• [Objetivo A] No texto sobre o Exército egípcio, em que revista foi publicado o texto de Ashraf El-Sherif?
• [Objetivo B] Por favor, diga se cada afirmação concorda com o texto sobre o Exército egípcio, respondendo sim ou não e citando as palavras decisivas do texto: (i) A Irmandade é um movimento social. (ii) Os movimentos sociais dos últimos anos deixaram o Exército intacto. (iii) O texto de Ashraf El-Sherif foi publicado em 5 de Agosto de 2013.

• [Texto fornecido]
........

Os terríveis acontecimentos recentes vêm provar que o centro do poder do Estado egípcio é o Exército. Os movimentos sociais dos últimos anos abalaram as forças políticas e económicas do antigo regime mas deixaram intactos esta instituição, um enorme complexo militar-industrial que é um Estado no Estado.
Neste curto texto, publicado em 5 de Agosto de 2013), na interessante revista Jadaliyya (en inglês e em árabe),


Ashraf El-Sherif avança alguns argumentos que nos permitem perceber melhor os massacres e os interesses políticos que os justificam. Ele mostra, em particular, que o afrontamento entre o partido Islâmico e o partido do Exército aliado à classe capitalista local resultou numa competição pelo domínio do poder político e dos órgãos do Estado. Lembra também que a Irmandade não é um movimento social, antes uma organização reacionária e de orientação económica liberal próxima das orientações do antigo regime, oposta às aspirações e reivindicações do movimento social recente. Os sectores do povo alienados às diretivas autoritárias e sectárias da Irmandade pagam hoje com a vida o falhanço das estratégias dos chefes que até ontem aspiravam a uma aliança com o Exército para estabelecer um regime totalitário.

........

• [Itens de uma coleção de rotulagem]
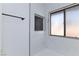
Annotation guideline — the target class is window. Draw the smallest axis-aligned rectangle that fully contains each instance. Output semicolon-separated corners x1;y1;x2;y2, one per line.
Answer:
50;4;79;38
35;14;43;31
51;11;64;36
66;6;79;37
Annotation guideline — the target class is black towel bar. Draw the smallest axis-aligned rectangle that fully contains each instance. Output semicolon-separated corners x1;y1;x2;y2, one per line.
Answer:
2;13;24;20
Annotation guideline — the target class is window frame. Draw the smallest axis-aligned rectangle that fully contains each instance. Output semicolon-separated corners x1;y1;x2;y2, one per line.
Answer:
49;3;79;39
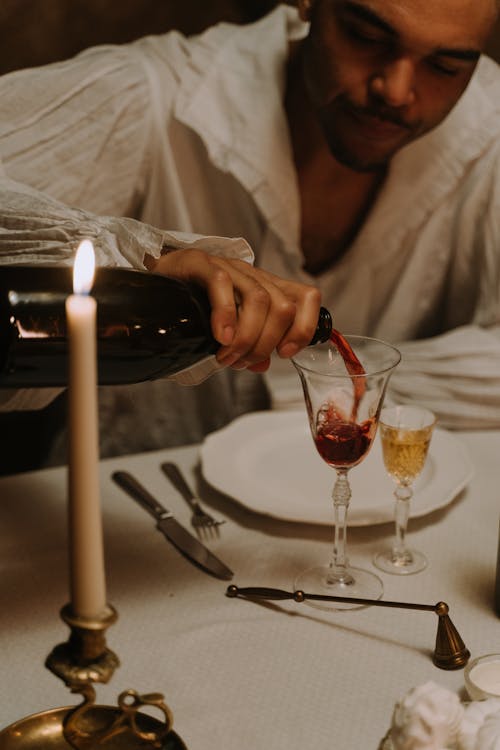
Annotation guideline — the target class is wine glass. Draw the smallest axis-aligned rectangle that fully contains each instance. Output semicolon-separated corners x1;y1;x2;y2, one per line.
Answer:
373;404;436;575
292;331;401;609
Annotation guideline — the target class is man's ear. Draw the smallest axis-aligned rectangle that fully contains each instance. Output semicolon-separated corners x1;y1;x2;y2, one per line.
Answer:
297;0;314;21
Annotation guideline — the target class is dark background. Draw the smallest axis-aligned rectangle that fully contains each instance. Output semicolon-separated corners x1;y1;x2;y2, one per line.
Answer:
0;0;500;74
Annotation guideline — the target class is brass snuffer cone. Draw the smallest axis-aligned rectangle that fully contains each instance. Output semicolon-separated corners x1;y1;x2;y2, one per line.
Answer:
226;584;470;669
0;605;187;750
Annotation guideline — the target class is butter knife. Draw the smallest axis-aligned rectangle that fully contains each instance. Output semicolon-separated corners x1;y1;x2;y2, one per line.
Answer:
111;471;233;581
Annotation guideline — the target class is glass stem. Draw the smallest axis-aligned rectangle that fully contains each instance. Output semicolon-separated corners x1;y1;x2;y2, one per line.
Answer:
328;469;354;585
392;484;413;565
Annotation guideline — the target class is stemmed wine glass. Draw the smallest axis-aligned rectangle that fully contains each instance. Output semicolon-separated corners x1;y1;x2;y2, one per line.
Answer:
292;331;401;609
373;404;436;575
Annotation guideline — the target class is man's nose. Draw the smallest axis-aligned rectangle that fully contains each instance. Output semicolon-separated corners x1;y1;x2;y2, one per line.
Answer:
371;57;415;107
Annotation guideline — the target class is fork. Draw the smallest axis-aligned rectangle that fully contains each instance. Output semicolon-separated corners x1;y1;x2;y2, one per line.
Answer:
161;461;225;536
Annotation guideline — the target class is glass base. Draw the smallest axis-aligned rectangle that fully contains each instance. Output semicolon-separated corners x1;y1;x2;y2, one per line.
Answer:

........

• [Solução completa A] Na revista Jadaliyya.

• [Solução completa B]
(i) Não: "a Irmandade não é um movimento social"
(ii) Sim: "deixaram intactos esta instituição"
(iii) Sim: "publicado em 5 de Agosto de 2013"